Items from a labeling collection:
** START **
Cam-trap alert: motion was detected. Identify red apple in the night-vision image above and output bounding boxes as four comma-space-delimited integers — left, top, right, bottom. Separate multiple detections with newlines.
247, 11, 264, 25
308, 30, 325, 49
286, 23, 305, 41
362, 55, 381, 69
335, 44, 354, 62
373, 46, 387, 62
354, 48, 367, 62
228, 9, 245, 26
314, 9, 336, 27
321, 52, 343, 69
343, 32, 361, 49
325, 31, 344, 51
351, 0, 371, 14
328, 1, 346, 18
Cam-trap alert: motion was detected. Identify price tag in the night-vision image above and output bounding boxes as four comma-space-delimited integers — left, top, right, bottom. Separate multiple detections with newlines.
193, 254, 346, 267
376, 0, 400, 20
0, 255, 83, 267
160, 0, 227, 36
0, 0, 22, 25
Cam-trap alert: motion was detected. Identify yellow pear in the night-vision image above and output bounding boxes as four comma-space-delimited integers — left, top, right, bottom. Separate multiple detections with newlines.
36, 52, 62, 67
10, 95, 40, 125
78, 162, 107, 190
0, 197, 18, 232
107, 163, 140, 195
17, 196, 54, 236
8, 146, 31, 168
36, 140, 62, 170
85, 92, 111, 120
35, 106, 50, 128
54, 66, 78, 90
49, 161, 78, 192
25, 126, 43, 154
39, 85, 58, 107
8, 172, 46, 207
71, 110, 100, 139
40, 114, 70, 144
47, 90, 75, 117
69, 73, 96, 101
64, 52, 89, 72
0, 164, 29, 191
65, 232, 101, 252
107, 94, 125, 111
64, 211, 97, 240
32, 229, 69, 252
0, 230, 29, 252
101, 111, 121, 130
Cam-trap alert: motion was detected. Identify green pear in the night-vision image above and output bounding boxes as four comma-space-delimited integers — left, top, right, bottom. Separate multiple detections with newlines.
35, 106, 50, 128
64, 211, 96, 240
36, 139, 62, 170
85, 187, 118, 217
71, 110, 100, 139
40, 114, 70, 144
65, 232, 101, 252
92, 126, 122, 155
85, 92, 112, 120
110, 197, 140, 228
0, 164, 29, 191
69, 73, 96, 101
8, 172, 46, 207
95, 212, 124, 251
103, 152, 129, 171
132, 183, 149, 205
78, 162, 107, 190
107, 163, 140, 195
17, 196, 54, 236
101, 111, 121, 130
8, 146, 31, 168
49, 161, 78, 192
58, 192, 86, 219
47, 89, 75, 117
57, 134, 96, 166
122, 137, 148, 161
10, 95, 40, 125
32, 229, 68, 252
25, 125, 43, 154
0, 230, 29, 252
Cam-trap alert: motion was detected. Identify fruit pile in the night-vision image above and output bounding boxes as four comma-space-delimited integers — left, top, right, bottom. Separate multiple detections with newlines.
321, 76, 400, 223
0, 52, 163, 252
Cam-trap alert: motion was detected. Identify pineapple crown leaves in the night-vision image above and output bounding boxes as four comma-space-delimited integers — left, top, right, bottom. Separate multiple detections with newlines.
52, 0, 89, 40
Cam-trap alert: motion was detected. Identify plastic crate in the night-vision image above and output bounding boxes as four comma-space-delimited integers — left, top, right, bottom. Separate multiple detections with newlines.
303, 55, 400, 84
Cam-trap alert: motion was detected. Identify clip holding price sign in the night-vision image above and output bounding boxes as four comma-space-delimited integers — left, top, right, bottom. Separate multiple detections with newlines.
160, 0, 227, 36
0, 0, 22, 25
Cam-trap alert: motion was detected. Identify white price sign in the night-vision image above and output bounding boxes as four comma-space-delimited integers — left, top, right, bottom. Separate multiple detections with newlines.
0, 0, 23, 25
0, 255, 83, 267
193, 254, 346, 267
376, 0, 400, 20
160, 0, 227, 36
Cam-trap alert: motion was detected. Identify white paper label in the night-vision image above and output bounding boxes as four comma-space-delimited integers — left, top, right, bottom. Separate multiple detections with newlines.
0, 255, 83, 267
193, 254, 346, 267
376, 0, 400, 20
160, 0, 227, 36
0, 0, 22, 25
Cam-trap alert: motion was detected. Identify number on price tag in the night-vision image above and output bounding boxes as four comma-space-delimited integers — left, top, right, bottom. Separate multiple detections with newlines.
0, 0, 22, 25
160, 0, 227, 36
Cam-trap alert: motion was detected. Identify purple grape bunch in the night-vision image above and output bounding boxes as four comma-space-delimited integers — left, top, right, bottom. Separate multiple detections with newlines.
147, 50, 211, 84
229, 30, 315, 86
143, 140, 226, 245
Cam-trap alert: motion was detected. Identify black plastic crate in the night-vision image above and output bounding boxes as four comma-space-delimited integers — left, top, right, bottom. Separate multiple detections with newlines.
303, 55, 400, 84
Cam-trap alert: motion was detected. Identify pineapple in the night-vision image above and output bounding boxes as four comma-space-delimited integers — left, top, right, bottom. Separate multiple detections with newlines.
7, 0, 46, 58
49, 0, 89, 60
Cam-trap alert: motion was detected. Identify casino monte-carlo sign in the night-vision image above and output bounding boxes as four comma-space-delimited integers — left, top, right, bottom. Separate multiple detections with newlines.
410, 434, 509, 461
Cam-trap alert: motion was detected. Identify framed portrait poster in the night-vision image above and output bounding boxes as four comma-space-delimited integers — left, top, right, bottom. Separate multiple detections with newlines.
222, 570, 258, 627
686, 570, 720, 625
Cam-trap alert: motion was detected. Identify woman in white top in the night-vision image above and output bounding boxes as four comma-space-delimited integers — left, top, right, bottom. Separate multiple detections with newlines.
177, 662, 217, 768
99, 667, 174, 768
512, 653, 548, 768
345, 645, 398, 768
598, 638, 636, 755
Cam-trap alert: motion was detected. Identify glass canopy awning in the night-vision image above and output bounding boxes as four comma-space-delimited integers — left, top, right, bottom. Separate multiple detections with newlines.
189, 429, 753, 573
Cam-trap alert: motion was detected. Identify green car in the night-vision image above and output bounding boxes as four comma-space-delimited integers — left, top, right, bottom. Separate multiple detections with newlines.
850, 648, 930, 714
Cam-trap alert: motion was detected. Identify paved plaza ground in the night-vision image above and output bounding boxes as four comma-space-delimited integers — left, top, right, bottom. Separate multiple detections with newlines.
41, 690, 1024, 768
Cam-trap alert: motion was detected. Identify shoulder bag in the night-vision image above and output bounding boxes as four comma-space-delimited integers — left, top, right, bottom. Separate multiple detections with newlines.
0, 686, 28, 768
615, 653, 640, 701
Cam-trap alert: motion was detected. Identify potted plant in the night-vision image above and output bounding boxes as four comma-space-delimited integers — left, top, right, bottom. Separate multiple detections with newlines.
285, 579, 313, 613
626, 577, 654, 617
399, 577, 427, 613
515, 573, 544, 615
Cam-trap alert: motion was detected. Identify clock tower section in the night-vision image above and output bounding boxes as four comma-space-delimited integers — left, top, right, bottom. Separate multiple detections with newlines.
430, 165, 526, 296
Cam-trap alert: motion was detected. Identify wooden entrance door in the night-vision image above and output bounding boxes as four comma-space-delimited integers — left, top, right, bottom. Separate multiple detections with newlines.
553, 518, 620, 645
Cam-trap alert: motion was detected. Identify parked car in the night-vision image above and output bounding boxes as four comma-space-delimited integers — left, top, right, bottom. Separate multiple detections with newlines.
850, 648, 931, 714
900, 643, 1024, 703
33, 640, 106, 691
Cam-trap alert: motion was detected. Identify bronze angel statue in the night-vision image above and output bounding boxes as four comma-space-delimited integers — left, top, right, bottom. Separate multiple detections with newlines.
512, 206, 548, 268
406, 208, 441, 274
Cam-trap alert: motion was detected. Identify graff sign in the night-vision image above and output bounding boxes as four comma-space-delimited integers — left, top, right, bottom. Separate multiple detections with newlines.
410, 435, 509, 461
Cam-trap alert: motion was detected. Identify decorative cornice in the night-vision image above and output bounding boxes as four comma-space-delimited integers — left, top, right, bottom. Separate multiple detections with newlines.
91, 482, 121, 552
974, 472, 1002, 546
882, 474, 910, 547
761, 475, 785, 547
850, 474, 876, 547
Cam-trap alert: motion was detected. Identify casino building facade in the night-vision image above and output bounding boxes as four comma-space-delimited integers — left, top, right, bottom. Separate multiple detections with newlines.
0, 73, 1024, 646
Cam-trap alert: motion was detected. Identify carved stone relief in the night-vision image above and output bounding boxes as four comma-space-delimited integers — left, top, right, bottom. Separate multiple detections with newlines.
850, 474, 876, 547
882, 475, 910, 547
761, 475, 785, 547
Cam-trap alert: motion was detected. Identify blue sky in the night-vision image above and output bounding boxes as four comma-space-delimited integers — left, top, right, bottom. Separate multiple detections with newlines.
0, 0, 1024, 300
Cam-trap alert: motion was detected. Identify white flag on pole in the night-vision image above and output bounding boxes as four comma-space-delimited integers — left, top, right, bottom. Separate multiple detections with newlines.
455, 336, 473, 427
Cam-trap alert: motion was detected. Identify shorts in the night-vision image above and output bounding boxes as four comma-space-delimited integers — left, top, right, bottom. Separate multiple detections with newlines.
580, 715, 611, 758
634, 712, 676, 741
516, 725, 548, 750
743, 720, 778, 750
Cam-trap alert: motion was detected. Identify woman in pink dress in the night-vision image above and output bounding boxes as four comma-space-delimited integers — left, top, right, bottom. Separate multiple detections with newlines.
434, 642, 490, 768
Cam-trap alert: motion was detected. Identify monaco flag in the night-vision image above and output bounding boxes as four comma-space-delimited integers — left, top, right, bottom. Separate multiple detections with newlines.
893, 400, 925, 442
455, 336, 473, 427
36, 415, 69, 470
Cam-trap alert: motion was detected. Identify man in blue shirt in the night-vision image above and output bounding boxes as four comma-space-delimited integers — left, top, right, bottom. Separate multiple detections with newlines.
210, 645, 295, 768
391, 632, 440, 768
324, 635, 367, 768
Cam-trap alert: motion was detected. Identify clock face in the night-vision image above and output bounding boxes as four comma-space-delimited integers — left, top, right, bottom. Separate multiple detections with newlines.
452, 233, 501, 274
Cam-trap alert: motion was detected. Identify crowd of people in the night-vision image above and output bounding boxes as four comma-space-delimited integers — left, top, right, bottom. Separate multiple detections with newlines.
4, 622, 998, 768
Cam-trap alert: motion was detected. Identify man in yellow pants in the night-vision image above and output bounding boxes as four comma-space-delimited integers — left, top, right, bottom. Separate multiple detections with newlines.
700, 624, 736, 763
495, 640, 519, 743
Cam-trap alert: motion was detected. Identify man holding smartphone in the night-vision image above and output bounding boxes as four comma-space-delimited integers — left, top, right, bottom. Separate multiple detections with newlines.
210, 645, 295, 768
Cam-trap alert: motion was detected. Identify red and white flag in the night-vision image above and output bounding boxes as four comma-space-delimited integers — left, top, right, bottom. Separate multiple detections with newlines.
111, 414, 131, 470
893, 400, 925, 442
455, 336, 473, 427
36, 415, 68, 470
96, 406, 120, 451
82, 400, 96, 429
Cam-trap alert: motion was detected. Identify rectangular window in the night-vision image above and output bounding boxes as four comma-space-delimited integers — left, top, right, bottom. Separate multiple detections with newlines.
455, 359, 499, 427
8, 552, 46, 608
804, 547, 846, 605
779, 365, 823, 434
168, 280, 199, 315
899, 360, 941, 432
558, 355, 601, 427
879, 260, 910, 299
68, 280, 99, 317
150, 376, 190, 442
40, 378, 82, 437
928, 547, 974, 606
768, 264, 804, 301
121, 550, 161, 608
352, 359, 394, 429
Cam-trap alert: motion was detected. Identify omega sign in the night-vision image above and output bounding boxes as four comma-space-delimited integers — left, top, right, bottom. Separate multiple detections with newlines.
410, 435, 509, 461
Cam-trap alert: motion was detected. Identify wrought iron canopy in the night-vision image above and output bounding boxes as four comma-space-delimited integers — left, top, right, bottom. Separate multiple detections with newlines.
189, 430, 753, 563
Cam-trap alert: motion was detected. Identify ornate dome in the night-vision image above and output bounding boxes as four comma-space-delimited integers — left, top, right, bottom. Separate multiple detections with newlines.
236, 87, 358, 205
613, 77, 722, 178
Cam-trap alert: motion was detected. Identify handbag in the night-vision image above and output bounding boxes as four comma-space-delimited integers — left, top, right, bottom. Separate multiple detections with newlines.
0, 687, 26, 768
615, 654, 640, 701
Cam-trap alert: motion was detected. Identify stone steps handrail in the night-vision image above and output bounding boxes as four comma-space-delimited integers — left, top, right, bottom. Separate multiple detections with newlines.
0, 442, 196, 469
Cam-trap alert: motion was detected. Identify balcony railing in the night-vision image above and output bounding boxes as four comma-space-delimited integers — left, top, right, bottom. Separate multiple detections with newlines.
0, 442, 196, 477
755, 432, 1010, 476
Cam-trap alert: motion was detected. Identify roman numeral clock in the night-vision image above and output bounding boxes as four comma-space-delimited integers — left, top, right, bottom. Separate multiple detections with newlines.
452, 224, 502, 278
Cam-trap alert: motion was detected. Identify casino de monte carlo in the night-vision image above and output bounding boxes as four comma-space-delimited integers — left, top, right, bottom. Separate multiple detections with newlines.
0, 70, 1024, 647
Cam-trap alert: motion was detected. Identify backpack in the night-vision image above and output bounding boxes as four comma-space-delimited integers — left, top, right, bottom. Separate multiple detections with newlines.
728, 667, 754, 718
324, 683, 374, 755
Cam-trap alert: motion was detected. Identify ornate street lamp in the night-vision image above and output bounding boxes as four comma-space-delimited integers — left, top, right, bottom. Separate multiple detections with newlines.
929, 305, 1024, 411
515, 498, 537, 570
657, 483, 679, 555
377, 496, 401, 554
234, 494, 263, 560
** END **
__Aim__:
Copy the lines of the listing word for word, starting at the line that contains "Cam-trap alert: motion was detected. Identify wooden" and ending at the line that contains "553, 518, 620, 645".

__In response__:
Cam-trap alert: motion was detected. Identify wooden entrance door in the night-vision image above and output bounding boxes as four comma-space-delimited integers — left, top, right, bottom. Separate multiple detections with newlines.
553, 518, 620, 645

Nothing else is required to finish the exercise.